(Data records)

----

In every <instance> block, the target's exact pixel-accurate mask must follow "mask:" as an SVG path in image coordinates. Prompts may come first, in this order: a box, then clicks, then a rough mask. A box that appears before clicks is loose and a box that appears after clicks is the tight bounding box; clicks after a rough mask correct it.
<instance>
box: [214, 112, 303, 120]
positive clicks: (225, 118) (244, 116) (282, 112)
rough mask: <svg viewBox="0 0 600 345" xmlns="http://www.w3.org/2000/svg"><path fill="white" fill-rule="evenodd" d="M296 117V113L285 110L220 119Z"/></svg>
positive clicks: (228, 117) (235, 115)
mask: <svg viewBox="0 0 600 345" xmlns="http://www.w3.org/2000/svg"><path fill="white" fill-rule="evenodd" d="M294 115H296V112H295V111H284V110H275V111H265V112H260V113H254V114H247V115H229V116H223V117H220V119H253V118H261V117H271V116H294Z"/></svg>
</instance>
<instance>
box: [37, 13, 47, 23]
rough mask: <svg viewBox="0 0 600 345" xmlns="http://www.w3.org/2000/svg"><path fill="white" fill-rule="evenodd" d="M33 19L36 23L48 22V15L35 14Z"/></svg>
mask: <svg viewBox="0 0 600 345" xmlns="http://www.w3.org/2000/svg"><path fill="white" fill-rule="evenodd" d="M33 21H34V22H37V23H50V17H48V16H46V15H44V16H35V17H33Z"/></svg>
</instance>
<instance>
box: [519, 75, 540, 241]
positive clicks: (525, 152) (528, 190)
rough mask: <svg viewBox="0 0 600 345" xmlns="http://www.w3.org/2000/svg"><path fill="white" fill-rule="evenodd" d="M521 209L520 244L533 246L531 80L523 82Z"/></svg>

----

| TO DO |
Copy over exactly the lines above from the one with "box: [37, 13, 47, 23]" to the last, both included, and no others.

| REPLY TO THE TASK |
box: [37, 13, 47, 23]
rough mask: <svg viewBox="0 0 600 345" xmlns="http://www.w3.org/2000/svg"><path fill="white" fill-rule="evenodd" d="M33 19L36 23L48 22V15L35 14Z"/></svg>
mask: <svg viewBox="0 0 600 345" xmlns="http://www.w3.org/2000/svg"><path fill="white" fill-rule="evenodd" d="M33 21H34V22H37V23H50V17H48V16H46V15H44V16H35V17H33Z"/></svg>
</instance>
<instance>
box: [519, 75, 540, 241]
positive clicks: (525, 152) (528, 190)
rough mask: <svg viewBox="0 0 600 345" xmlns="http://www.w3.org/2000/svg"><path fill="white" fill-rule="evenodd" d="M521 209L520 244L533 246L531 80L523 82Z"/></svg>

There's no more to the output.